## [Task brief]
Print out every line of the listing below without alteration.

═════ Record extracts ═════

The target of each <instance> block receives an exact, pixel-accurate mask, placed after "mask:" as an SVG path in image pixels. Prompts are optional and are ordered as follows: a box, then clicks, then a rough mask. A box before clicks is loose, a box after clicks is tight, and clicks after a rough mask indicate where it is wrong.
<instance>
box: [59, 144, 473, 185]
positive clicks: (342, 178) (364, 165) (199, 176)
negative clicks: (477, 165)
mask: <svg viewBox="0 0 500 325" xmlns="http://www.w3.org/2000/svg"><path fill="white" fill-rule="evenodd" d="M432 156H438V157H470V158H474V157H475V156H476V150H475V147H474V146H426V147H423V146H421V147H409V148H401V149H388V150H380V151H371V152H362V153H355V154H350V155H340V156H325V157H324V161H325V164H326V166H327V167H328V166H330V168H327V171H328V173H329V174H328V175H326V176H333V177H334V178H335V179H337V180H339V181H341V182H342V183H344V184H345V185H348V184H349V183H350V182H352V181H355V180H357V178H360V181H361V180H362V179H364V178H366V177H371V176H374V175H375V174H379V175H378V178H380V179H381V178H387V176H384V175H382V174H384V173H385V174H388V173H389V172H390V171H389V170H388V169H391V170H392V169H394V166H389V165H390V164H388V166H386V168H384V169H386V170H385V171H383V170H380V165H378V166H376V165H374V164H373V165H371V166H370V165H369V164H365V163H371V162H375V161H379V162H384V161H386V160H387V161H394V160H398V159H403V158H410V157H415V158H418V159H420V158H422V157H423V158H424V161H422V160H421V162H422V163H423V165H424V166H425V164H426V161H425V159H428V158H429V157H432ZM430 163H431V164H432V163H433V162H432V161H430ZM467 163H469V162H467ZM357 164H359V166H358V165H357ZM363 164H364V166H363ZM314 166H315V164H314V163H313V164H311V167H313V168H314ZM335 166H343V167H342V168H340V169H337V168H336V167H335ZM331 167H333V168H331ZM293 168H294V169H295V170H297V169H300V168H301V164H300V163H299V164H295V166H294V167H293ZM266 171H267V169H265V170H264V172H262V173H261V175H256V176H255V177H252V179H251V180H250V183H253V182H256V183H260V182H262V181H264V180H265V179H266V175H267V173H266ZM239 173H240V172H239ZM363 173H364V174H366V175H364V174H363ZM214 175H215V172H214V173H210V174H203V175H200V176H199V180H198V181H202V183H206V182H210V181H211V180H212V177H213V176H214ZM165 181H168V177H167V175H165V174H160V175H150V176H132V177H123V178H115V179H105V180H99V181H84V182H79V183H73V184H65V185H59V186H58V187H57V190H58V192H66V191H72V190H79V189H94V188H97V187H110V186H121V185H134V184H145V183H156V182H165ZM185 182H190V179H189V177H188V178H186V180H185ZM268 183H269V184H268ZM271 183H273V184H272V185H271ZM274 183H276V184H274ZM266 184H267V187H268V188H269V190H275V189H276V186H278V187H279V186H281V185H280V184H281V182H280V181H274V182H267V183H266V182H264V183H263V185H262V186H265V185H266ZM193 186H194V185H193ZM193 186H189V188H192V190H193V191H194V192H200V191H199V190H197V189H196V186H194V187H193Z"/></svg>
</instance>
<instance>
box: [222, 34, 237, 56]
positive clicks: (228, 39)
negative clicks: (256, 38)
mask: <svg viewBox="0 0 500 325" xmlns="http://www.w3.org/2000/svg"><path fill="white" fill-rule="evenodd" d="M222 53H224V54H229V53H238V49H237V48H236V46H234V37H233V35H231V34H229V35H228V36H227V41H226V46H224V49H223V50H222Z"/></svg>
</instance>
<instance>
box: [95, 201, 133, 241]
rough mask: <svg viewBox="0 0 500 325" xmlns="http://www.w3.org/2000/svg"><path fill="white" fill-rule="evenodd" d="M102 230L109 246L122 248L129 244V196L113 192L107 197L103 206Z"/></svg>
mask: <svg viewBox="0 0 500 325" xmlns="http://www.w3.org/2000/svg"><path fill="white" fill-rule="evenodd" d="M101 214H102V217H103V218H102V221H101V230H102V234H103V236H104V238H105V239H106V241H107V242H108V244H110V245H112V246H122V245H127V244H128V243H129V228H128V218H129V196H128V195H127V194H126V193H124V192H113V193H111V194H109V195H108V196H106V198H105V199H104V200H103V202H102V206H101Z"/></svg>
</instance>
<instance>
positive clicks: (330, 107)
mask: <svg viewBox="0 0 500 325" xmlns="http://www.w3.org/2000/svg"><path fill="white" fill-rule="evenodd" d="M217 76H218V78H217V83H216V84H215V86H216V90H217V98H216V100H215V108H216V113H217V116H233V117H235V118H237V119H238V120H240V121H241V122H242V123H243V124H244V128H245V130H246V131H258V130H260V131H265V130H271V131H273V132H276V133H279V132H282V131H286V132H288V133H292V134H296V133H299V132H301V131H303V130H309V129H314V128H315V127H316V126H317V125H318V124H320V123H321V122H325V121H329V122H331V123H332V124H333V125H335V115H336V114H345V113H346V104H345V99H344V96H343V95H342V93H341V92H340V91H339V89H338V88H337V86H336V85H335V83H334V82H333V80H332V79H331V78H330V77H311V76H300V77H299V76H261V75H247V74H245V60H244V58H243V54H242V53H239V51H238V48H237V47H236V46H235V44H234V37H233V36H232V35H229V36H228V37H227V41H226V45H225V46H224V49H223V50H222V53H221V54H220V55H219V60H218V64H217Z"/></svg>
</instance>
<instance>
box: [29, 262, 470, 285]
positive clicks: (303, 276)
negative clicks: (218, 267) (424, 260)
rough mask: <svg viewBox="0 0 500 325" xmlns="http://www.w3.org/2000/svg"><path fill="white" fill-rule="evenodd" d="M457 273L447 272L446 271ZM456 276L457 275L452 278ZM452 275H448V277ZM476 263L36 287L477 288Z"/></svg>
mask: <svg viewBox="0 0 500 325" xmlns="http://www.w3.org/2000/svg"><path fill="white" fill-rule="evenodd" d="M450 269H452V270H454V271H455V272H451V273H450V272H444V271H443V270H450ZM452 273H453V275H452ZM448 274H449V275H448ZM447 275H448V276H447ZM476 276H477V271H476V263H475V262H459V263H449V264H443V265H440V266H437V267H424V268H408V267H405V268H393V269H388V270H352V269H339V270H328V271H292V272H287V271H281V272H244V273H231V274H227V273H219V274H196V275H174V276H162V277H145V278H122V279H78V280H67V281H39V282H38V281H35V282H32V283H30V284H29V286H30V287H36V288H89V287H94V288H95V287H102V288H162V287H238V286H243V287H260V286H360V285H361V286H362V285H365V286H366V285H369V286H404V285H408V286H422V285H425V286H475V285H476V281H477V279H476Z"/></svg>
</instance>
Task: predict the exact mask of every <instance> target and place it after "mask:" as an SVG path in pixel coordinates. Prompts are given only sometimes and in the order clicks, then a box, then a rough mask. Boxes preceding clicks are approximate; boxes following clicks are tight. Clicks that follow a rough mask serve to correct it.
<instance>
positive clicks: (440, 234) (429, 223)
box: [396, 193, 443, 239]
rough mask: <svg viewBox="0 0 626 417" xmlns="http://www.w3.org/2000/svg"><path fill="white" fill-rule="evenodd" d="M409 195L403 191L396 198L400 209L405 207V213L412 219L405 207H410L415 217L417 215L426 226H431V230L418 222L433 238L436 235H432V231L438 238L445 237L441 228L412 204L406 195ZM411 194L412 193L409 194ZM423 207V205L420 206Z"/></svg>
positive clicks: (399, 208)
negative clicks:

═════

## [Problem solution]
The target of each <instance> block receives an exact, pixel-accurate mask, placed after "mask:" as an SVG path in image pixels. Prompts are optional and are ordered as follows: a box, then clicks, then a rough mask. A box before clicks is loose, a box after clicks is tight, and clicks after a rough mask indicate where it is wrong.
<instance>
box: [59, 144, 473, 185]
positive clicks: (342, 178) (364, 165) (199, 176)
negative clicks: (477, 165)
mask: <svg viewBox="0 0 500 325" xmlns="http://www.w3.org/2000/svg"><path fill="white" fill-rule="evenodd" d="M432 156H438V157H470V158H474V157H475V156H476V150H475V147H474V146H426V147H423V146H421V147H409V148H401V149H388V150H380V151H371V152H362V153H355V154H350V155H340V156H325V157H324V161H325V164H326V166H327V167H328V166H330V168H327V171H328V173H329V174H328V175H326V176H333V177H334V178H335V179H337V180H339V181H341V182H342V183H344V184H345V185H348V184H349V183H350V182H352V181H355V180H357V178H360V181H361V180H362V179H364V178H366V177H371V176H374V175H375V174H379V175H378V178H380V179H381V178H387V176H384V175H382V174H384V173H385V174H388V173H389V172H390V171H389V170H388V169H391V170H392V169H394V166H389V165H390V164H388V166H386V168H384V169H386V170H385V171H383V170H380V165H378V166H376V165H374V164H373V165H371V166H370V165H369V164H365V163H371V162H375V161H379V162H384V161H386V160H387V161H394V160H398V159H403V158H410V157H415V158H418V159H420V158H422V157H423V158H424V161H422V160H421V162H422V163H423V165H424V166H425V164H426V161H425V159H428V158H429V157H432ZM430 163H431V164H432V163H433V162H432V161H430ZM467 163H469V162H467ZM357 164H359V166H358V165H357ZM363 164H364V166H363ZM314 166H315V164H314V163H313V164H311V167H313V168H314ZM335 166H343V167H342V168H340V169H337V168H336V167H335ZM331 167H333V168H331ZM293 168H294V169H295V170H297V169H300V168H301V164H300V163H299V164H295V166H294V167H293ZM266 171H267V169H265V170H264V172H262V173H261V175H256V176H255V177H252V179H251V180H250V183H253V182H256V183H260V182H262V181H264V180H265V179H266V175H267V173H266ZM239 173H240V172H239ZM363 173H364V174H366V175H364V174H363ZM214 175H215V172H214V173H210V174H203V175H200V176H199V180H198V181H202V183H206V182H210V181H211V180H212V177H213V176H214ZM165 181H168V177H167V175H165V174H160V175H150V176H132V177H123V178H115V179H105V180H99V181H84V182H79V183H73V184H65V185H59V186H58V187H57V190H58V192H66V191H72V190H79V189H94V188H97V187H110V186H121V185H134V184H145V183H156V182H165ZM185 182H190V179H189V177H188V178H186V180H185ZM268 183H269V184H268ZM271 183H273V184H272V185H271ZM274 183H276V184H274ZM266 184H267V187H268V188H269V190H275V189H276V186H278V187H279V186H281V185H280V184H281V182H280V181H274V182H267V183H266V182H264V183H263V185H262V186H265V185H266ZM193 186H194V185H193ZM193 186H189V188H192V190H193V191H194V192H200V191H199V190H197V189H196V186H194V187H193Z"/></svg>
</instance>
<instance>
box: [222, 34, 237, 56]
positive clicks: (228, 39)
negative clicks: (256, 38)
mask: <svg viewBox="0 0 500 325" xmlns="http://www.w3.org/2000/svg"><path fill="white" fill-rule="evenodd" d="M222 53H224V54H229V53H238V49H237V48H236V46H234V37H233V35H231V34H229V35H228V36H227V41H226V46H224V49H223V50H222Z"/></svg>
</instance>
<instance>
box: [95, 201, 133, 241]
rough mask: <svg viewBox="0 0 500 325" xmlns="http://www.w3.org/2000/svg"><path fill="white" fill-rule="evenodd" d="M102 230L109 246L122 248L129 244V196L113 192L107 197L103 206Z"/></svg>
mask: <svg viewBox="0 0 500 325" xmlns="http://www.w3.org/2000/svg"><path fill="white" fill-rule="evenodd" d="M101 214H102V217H103V218H102V221H101V230H102V234H103V236H104V238H105V239H106V241H107V242H108V244H110V245H112V246H122V245H127V244H128V243H129V228H128V218H129V196H128V195H127V194H126V193H124V192H113V193H111V194H109V195H108V196H106V198H105V199H104V200H103V202H102V206H101Z"/></svg>
</instance>
<instance>
positive clicks: (330, 107)
mask: <svg viewBox="0 0 500 325" xmlns="http://www.w3.org/2000/svg"><path fill="white" fill-rule="evenodd" d="M217 76H218V78H217V83H216V84H215V86H216V90H217V98H216V100H215V108H216V113H217V116H233V117H235V118H237V119H238V120H240V121H241V122H242V123H243V124H244V128H245V130H246V131H258V130H260V131H265V130H271V131H273V132H276V133H279V132H282V131H286V132H288V133H292V134H296V133H299V132H301V131H303V130H309V129H314V128H315V127H316V126H317V125H318V124H320V123H321V122H325V121H329V122H331V123H332V124H333V125H335V115H336V114H345V113H346V104H345V99H344V96H343V95H342V93H341V92H340V91H339V89H338V88H337V86H336V85H335V83H334V82H333V80H332V79H331V78H330V77H311V76H300V77H299V76H261V75H247V74H245V60H244V58H243V54H242V53H239V51H238V48H237V47H236V46H235V44H234V37H233V36H232V35H229V36H228V37H227V41H226V45H225V46H224V49H223V50H222V53H221V54H220V55H219V60H218V64H217Z"/></svg>
</instance>
<instance>
box: [29, 262, 470, 285]
positive clicks: (303, 276)
negative clicks: (218, 267) (424, 260)
rough mask: <svg viewBox="0 0 500 325" xmlns="http://www.w3.org/2000/svg"><path fill="white" fill-rule="evenodd" d="M457 273L447 272L446 271ZM456 276L457 275L452 278ZM452 275H448V277ZM476 263L36 287L477 288Z"/></svg>
mask: <svg viewBox="0 0 500 325" xmlns="http://www.w3.org/2000/svg"><path fill="white" fill-rule="evenodd" d="M450 269H452V270H454V271H455V272H451V273H450V272H444V271H443V270H450ZM452 273H453V275H452ZM448 274H449V275H448ZM447 275H448V276H447ZM476 276H477V271H476V263H475V262H459V263H449V264H443V265H440V266H437V267H424V268H408V267H405V268H393V269H388V270H352V269H339V270H328V271H292V272H287V271H281V272H244V273H231V274H227V273H219V274H196V275H174V276H162V277H145V278H122V279H78V280H67V281H39V282H38V281H35V282H32V283H30V284H29V286H30V287H36V288H89V287H94V288H95V287H102V288H162V287H238V286H243V287H260V286H360V285H361V286H362V285H365V286H366V285H369V286H404V285H408V286H422V285H425V286H475V285H476V281H477V279H476Z"/></svg>
</instance>
Task: predict the exact mask of every <instance> target and place it after "mask:" as an SVG path in pixel coordinates. Prompts are given only sometimes and in the order clicks, then a box, then a rough mask. Boxes preceding clicks are approximate; boxes following clicks are tight. Clicks that follow a rough mask serve to correct it.
<instance>
positive clicks: (440, 234) (429, 223)
box: [396, 193, 443, 239]
rough mask: <svg viewBox="0 0 626 417" xmlns="http://www.w3.org/2000/svg"><path fill="white" fill-rule="evenodd" d="M409 195L403 191L396 198L400 209L405 207V213L412 219L405 207H410L415 217L417 215L426 226H431V230L418 222L433 238L436 235H432V231L438 238L445 237L441 228L412 204L406 195ZM411 194L412 193L409 194ZM423 207V205L420 206Z"/></svg>
positive clicks: (399, 208)
negative clicks:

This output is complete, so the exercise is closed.